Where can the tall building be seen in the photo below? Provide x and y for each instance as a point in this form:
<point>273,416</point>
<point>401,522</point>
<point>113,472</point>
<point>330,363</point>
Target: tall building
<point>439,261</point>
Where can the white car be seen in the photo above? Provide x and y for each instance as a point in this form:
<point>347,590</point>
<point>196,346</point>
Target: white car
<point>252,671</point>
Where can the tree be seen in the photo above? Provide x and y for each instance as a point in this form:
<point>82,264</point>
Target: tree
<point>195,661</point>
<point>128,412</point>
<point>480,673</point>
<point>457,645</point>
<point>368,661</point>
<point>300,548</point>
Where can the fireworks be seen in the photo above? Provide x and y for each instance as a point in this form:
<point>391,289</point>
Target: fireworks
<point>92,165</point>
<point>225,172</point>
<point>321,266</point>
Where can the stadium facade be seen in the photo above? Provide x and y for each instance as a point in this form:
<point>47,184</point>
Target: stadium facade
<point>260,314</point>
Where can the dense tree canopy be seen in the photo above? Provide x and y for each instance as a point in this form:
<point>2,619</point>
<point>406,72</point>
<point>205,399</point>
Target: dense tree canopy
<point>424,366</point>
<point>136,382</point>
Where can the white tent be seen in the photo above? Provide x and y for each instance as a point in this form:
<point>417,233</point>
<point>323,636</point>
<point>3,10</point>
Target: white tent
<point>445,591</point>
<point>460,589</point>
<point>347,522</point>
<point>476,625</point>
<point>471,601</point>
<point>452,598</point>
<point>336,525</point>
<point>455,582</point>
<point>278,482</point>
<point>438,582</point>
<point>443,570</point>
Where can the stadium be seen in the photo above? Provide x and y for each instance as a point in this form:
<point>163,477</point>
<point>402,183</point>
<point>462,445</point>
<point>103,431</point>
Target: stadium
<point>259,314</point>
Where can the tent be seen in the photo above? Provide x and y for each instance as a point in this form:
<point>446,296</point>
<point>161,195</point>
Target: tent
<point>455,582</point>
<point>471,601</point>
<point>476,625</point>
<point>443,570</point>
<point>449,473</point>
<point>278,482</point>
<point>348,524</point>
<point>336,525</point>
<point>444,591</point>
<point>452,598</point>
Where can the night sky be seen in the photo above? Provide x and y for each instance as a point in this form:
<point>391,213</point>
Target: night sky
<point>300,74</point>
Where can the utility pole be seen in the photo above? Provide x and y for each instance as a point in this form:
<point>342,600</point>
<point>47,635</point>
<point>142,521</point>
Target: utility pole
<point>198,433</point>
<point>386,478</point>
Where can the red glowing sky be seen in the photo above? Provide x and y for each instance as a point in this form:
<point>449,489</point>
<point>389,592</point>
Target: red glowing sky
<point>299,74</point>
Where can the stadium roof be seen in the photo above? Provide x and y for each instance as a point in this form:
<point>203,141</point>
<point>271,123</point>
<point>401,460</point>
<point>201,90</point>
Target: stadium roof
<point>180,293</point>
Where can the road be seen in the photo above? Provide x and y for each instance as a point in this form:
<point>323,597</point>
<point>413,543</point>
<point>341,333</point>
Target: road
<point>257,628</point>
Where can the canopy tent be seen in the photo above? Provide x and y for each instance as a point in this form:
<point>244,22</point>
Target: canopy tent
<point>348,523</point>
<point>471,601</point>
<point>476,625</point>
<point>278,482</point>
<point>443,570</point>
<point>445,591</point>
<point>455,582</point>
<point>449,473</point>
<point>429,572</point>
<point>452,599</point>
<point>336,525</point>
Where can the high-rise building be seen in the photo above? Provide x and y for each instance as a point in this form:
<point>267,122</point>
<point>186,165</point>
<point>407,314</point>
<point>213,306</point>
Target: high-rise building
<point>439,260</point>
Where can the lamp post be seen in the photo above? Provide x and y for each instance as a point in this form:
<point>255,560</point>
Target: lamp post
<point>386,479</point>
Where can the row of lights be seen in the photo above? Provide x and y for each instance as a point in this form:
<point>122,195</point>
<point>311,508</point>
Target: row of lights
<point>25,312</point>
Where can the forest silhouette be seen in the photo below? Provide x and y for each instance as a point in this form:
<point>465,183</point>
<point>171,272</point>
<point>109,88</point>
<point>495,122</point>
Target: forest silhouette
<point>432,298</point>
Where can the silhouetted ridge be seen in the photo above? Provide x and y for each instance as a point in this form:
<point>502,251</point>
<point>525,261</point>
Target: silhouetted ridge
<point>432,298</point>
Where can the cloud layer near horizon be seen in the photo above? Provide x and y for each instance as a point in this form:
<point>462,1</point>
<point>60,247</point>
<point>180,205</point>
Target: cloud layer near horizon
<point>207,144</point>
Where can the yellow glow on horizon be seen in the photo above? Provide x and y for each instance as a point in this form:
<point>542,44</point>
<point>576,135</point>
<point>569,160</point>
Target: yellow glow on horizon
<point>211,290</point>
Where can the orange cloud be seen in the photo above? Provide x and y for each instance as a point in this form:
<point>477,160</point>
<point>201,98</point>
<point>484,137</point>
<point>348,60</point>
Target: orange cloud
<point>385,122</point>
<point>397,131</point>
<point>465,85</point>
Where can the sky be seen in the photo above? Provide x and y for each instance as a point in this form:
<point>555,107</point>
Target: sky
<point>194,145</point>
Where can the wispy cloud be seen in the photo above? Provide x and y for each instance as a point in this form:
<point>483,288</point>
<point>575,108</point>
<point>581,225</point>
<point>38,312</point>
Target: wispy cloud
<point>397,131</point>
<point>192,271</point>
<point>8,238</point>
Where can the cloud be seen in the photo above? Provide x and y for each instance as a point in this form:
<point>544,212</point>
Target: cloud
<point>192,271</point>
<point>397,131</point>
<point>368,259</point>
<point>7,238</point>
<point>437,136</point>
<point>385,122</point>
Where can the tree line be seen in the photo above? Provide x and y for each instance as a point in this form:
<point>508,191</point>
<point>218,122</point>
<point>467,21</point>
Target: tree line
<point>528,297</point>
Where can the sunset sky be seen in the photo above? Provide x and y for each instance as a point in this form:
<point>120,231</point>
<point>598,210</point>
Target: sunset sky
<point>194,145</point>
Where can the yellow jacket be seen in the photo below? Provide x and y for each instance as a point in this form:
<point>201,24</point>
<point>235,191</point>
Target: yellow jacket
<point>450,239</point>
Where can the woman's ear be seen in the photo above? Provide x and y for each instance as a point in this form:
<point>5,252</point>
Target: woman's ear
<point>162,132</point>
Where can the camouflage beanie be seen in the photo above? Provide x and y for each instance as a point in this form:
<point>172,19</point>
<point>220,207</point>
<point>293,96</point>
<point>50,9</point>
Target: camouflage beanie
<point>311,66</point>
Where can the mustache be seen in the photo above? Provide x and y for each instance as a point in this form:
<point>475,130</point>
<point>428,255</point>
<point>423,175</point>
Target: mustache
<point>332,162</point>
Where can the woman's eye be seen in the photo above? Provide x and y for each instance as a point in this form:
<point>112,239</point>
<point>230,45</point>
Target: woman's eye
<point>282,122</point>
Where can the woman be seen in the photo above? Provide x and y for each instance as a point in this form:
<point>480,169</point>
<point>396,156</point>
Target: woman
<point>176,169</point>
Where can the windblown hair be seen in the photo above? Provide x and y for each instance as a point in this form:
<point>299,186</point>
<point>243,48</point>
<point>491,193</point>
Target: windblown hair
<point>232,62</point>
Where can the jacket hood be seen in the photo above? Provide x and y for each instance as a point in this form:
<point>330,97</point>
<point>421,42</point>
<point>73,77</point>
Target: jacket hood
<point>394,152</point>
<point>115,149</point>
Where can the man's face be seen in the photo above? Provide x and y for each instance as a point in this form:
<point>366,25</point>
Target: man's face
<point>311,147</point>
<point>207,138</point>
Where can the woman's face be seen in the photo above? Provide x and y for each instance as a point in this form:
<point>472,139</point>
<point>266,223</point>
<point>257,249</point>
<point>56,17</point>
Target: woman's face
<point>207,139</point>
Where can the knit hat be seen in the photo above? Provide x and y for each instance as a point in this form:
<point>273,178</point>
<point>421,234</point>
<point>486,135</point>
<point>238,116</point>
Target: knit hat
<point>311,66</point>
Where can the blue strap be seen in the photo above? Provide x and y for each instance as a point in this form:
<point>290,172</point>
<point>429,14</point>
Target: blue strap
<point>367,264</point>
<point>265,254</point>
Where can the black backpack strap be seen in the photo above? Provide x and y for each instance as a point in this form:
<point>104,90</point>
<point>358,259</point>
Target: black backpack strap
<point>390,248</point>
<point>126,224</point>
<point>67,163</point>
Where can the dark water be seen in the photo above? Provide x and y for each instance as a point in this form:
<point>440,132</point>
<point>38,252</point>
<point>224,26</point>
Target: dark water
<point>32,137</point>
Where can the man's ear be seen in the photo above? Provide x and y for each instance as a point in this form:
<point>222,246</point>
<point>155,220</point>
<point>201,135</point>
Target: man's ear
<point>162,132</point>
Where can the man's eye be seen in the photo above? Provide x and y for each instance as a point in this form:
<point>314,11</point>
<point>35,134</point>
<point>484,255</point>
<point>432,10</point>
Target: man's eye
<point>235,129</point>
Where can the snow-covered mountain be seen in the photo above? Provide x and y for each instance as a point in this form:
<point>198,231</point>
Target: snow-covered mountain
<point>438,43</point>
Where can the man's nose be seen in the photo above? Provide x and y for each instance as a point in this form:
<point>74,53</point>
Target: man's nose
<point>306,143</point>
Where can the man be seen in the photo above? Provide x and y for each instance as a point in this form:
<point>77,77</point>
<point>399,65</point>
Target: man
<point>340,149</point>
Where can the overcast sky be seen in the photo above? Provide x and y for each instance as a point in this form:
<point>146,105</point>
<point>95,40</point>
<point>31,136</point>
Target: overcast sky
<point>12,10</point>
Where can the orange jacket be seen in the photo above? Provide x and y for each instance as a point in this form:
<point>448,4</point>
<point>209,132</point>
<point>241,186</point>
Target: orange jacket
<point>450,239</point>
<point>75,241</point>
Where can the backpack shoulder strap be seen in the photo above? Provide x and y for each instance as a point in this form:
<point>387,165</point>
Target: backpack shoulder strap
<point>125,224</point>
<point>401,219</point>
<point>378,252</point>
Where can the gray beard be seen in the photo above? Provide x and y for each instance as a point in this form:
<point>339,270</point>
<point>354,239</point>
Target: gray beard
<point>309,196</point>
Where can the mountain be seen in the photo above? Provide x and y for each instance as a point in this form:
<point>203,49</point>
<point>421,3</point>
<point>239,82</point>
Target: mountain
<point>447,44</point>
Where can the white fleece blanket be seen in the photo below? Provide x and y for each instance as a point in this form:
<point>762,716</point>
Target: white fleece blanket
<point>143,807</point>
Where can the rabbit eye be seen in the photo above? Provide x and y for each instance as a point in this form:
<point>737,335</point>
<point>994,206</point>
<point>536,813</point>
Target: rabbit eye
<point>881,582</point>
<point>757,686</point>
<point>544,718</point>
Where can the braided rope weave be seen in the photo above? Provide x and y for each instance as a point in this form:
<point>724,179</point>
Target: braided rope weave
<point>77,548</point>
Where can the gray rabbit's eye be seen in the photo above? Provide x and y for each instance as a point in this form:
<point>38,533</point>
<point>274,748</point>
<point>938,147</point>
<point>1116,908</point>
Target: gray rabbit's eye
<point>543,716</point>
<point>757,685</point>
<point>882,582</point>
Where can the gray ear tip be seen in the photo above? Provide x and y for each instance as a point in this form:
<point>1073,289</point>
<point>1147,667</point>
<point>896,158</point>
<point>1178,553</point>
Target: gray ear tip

> **WHAT THIS TASK INVOLVES**:
From the records above, copy out the line with "<point>209,132</point>", the line with "<point>421,3</point>", and every line between them, word for word.

> **ANSWER**:
<point>209,132</point>
<point>241,186</point>
Target: orange jacket
<point>450,239</point>
<point>75,241</point>
Where can the backpack shoulder strap be seen in the photo above? Provide x and y for each instance as a point in this form:
<point>387,165</point>
Target: backpack shoulder strap
<point>125,224</point>
<point>401,219</point>
<point>378,252</point>
Where can the gray beard be seen in the photo above? Provide x and y for each instance as a point in this form:
<point>339,270</point>
<point>354,239</point>
Target: gray beard
<point>309,196</point>
Where can the mountain be seen in the photo above? Provide x and y for each instance as a point in this form:
<point>203,49</point>
<point>421,3</point>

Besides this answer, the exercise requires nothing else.